| WRITTEN TASK |
Return exactly the span of lines that opens with the line containing "Where can you see the brass inlay" and closes with the last line of the data, inclusive.

===

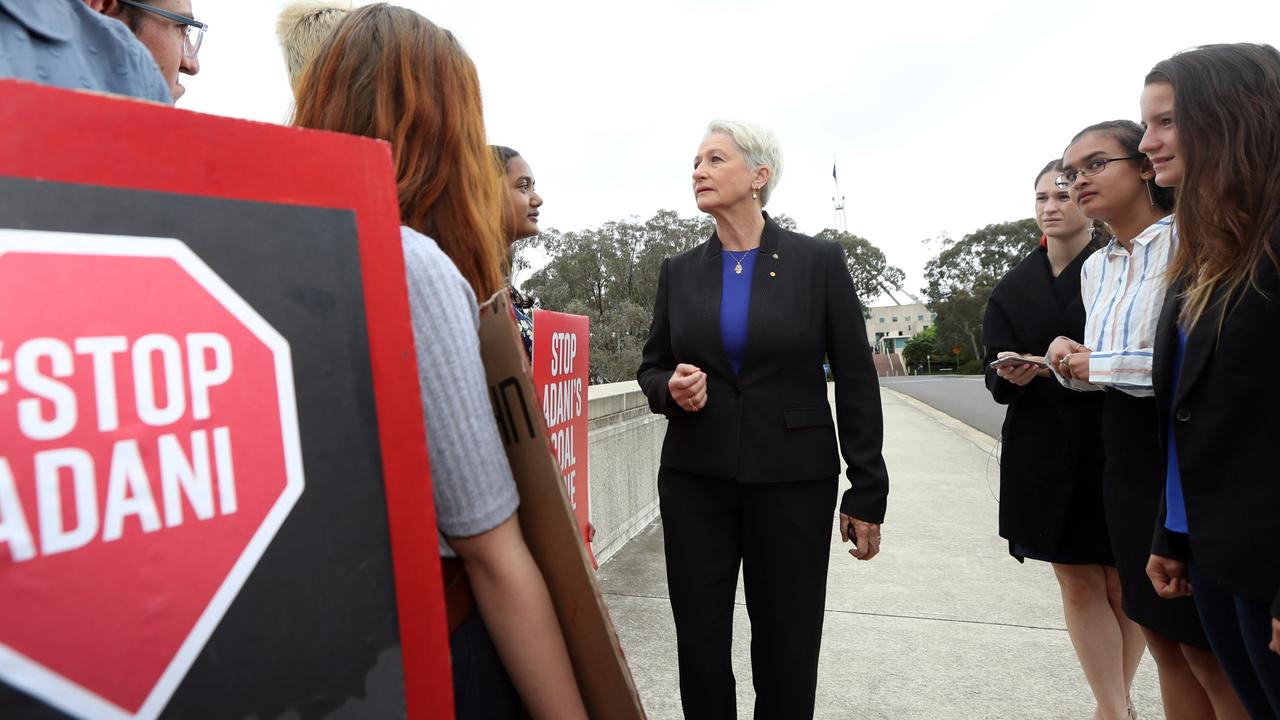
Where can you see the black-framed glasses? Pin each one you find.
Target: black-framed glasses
(1089, 169)
(193, 31)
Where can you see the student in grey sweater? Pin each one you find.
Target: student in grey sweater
(387, 72)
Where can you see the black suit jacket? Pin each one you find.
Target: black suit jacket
(1052, 437)
(1225, 413)
(771, 423)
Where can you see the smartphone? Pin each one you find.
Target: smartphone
(1018, 360)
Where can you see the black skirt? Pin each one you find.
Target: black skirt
(1133, 481)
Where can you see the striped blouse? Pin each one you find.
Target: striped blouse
(1123, 294)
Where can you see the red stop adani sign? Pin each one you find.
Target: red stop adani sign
(149, 452)
(561, 360)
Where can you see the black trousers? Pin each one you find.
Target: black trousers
(1239, 630)
(781, 536)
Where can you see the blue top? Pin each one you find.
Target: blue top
(735, 304)
(65, 44)
(1175, 516)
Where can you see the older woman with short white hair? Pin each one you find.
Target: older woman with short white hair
(749, 464)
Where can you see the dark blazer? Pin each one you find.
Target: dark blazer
(1226, 420)
(771, 423)
(1052, 437)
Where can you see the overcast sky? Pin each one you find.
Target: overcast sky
(938, 114)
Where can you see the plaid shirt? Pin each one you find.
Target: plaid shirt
(1123, 294)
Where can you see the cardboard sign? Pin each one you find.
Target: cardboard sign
(562, 351)
(548, 523)
(214, 488)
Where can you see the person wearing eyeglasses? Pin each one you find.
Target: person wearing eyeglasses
(169, 31)
(41, 41)
(1123, 287)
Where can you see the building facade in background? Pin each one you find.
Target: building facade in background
(890, 326)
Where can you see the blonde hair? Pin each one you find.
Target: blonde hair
(758, 144)
(389, 73)
(302, 27)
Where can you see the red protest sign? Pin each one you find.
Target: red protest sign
(155, 425)
(344, 609)
(561, 358)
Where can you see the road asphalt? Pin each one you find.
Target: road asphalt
(942, 624)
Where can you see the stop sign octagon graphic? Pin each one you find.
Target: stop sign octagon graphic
(149, 452)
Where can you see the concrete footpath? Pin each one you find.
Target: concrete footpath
(942, 624)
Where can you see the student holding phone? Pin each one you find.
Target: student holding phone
(1123, 287)
(1051, 464)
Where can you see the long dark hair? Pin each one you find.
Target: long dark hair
(1226, 110)
(389, 73)
(1129, 133)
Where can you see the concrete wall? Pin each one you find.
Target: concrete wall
(624, 445)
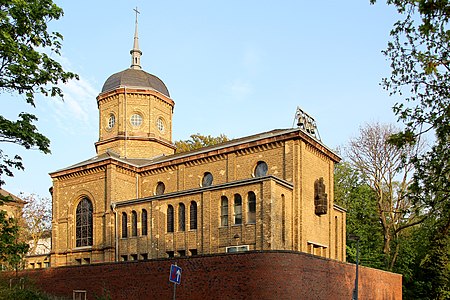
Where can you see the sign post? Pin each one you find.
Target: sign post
(175, 277)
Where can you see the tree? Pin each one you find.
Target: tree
(37, 215)
(387, 171)
(26, 68)
(198, 141)
(420, 72)
(359, 199)
(12, 250)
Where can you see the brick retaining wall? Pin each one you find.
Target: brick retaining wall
(248, 275)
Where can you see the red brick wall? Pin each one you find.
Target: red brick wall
(250, 275)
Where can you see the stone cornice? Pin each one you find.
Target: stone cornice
(176, 194)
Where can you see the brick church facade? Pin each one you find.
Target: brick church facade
(138, 199)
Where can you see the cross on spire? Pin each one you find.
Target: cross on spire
(136, 52)
(137, 12)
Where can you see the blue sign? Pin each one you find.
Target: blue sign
(175, 274)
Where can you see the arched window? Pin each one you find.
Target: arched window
(133, 223)
(251, 211)
(160, 188)
(124, 225)
(261, 169)
(144, 222)
(193, 215)
(84, 223)
(223, 211)
(170, 218)
(237, 209)
(181, 217)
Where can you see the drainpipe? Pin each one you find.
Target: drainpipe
(116, 240)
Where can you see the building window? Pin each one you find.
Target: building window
(144, 222)
(136, 120)
(160, 124)
(160, 188)
(133, 223)
(193, 215)
(261, 169)
(84, 223)
(111, 121)
(124, 225)
(170, 218)
(181, 217)
(207, 179)
(234, 249)
(237, 209)
(223, 211)
(251, 211)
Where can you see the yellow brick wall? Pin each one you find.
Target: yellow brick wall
(285, 217)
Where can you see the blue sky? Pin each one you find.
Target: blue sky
(232, 67)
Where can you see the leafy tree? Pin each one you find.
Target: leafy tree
(198, 141)
(420, 72)
(12, 250)
(383, 168)
(37, 216)
(26, 68)
(359, 199)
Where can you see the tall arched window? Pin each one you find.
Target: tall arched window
(84, 223)
(133, 223)
(181, 217)
(261, 169)
(144, 222)
(170, 218)
(193, 215)
(124, 225)
(251, 211)
(237, 209)
(223, 211)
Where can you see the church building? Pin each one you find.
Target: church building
(139, 199)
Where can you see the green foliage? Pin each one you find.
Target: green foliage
(420, 72)
(26, 68)
(12, 251)
(21, 289)
(198, 141)
(358, 198)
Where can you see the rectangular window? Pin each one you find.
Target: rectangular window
(234, 249)
(79, 295)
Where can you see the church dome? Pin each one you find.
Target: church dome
(135, 78)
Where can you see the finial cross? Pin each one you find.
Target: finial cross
(137, 12)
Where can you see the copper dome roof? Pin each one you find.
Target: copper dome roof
(137, 79)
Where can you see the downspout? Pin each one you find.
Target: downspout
(116, 239)
(125, 121)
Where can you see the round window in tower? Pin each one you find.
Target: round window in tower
(136, 120)
(160, 124)
(111, 121)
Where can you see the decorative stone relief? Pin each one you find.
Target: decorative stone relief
(320, 197)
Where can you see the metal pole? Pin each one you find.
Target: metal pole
(355, 291)
(174, 291)
(174, 288)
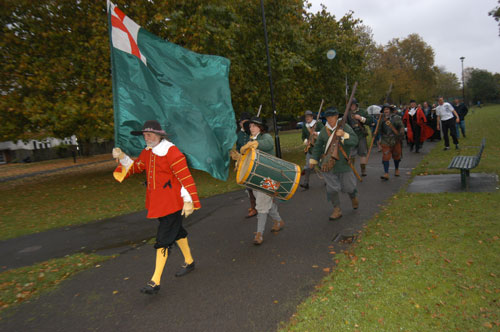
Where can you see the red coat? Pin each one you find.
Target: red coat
(425, 130)
(166, 175)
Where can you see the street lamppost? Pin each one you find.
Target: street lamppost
(463, 82)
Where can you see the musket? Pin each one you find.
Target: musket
(312, 137)
(378, 123)
(332, 153)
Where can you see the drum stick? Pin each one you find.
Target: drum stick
(320, 107)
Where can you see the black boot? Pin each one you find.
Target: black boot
(185, 269)
(150, 288)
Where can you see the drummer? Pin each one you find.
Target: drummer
(266, 205)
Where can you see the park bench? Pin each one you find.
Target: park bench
(466, 163)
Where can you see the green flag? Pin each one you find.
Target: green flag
(187, 92)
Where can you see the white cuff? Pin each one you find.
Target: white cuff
(126, 161)
(185, 195)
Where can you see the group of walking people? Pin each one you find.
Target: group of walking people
(171, 193)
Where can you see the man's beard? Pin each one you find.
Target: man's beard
(152, 144)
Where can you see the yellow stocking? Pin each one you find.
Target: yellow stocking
(161, 259)
(183, 244)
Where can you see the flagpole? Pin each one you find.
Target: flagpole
(276, 135)
(113, 74)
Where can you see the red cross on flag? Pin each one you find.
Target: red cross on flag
(186, 92)
(124, 32)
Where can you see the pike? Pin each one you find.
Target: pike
(378, 123)
(333, 145)
(312, 138)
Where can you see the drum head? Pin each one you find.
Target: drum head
(245, 166)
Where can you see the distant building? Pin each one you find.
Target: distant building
(34, 150)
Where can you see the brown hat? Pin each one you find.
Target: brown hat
(150, 126)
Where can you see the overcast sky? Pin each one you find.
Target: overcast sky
(453, 28)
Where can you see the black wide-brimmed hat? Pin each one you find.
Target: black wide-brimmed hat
(387, 106)
(150, 126)
(259, 121)
(331, 111)
(244, 116)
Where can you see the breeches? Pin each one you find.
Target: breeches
(362, 149)
(170, 230)
(391, 151)
(339, 182)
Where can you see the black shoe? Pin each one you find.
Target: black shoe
(150, 288)
(185, 269)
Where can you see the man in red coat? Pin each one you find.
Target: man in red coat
(417, 131)
(170, 195)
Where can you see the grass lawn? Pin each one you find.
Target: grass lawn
(90, 193)
(27, 283)
(426, 262)
(77, 196)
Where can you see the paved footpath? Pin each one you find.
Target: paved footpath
(236, 286)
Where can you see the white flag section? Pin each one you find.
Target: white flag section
(124, 32)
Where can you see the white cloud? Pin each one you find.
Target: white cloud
(453, 28)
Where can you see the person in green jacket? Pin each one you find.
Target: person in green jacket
(243, 137)
(358, 119)
(310, 132)
(340, 177)
(266, 205)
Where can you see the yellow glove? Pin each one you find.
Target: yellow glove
(187, 209)
(249, 145)
(118, 153)
(235, 155)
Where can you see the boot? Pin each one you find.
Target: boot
(151, 288)
(258, 238)
(251, 213)
(336, 214)
(185, 269)
(277, 226)
(355, 202)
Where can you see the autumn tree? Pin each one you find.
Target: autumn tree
(495, 12)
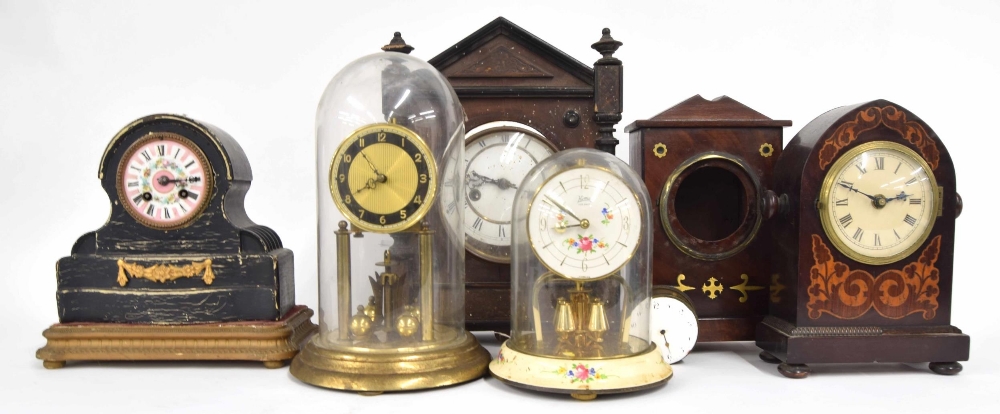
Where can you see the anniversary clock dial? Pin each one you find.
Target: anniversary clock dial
(878, 202)
(164, 180)
(584, 223)
(497, 157)
(383, 178)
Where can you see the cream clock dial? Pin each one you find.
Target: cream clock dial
(497, 159)
(878, 202)
(584, 223)
(673, 324)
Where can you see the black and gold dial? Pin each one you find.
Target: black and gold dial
(383, 178)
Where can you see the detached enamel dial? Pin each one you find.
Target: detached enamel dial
(497, 159)
(383, 178)
(673, 326)
(583, 223)
(878, 202)
(164, 181)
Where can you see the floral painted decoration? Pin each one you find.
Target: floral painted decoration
(581, 373)
(584, 244)
(607, 216)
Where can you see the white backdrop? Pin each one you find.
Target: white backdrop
(73, 73)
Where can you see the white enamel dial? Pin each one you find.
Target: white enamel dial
(673, 327)
(164, 181)
(497, 159)
(584, 223)
(878, 202)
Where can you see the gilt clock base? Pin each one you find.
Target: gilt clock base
(582, 379)
(794, 347)
(270, 342)
(372, 373)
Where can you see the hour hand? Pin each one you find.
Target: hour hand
(561, 207)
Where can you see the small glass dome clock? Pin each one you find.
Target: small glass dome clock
(389, 140)
(580, 274)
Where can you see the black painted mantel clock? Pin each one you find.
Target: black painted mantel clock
(179, 271)
(864, 257)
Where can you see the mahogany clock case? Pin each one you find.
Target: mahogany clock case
(502, 72)
(706, 165)
(219, 267)
(827, 307)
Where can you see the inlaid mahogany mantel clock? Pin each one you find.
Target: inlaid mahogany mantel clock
(524, 100)
(707, 164)
(178, 271)
(864, 256)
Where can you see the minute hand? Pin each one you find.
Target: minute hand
(851, 187)
(561, 207)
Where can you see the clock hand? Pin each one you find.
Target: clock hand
(378, 176)
(568, 211)
(902, 197)
(163, 180)
(851, 187)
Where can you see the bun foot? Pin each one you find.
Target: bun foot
(946, 368)
(767, 357)
(796, 371)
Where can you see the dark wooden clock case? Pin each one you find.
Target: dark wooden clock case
(822, 312)
(502, 72)
(721, 155)
(251, 274)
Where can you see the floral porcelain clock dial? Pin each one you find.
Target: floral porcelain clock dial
(498, 156)
(162, 179)
(584, 223)
(863, 260)
(581, 281)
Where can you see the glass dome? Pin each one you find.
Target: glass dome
(580, 276)
(389, 136)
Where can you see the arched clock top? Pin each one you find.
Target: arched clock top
(237, 166)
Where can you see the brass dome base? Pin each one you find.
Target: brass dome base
(376, 372)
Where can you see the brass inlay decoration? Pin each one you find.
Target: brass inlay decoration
(660, 150)
(870, 118)
(776, 288)
(162, 273)
(712, 288)
(849, 294)
(743, 288)
(766, 150)
(680, 283)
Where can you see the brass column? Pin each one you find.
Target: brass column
(426, 284)
(343, 281)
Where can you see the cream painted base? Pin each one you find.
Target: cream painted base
(374, 373)
(583, 379)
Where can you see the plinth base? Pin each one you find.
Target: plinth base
(377, 372)
(795, 347)
(582, 379)
(271, 342)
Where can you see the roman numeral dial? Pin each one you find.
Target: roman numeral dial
(164, 181)
(498, 156)
(877, 202)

===

| CORRECT ANSWER |
Where can you see the brass inlay decoration? Pin each one you find.
Target: brass inlay decoration
(660, 150)
(870, 118)
(776, 288)
(162, 273)
(712, 288)
(849, 294)
(743, 288)
(766, 150)
(680, 283)
Where can you see the brass column? Pin each one you find.
Target: brass column
(426, 284)
(343, 281)
Where can you see the cream painted base? Pin each one you find.
Target: cream painted base
(374, 373)
(583, 379)
Where can you see the plinth base? Pin each one you find.
Target: plinth base
(377, 372)
(795, 347)
(582, 379)
(271, 342)
Where can you see the roman numeral dial? Pin each one you find.
Target: roman numeral dial
(164, 181)
(498, 156)
(877, 202)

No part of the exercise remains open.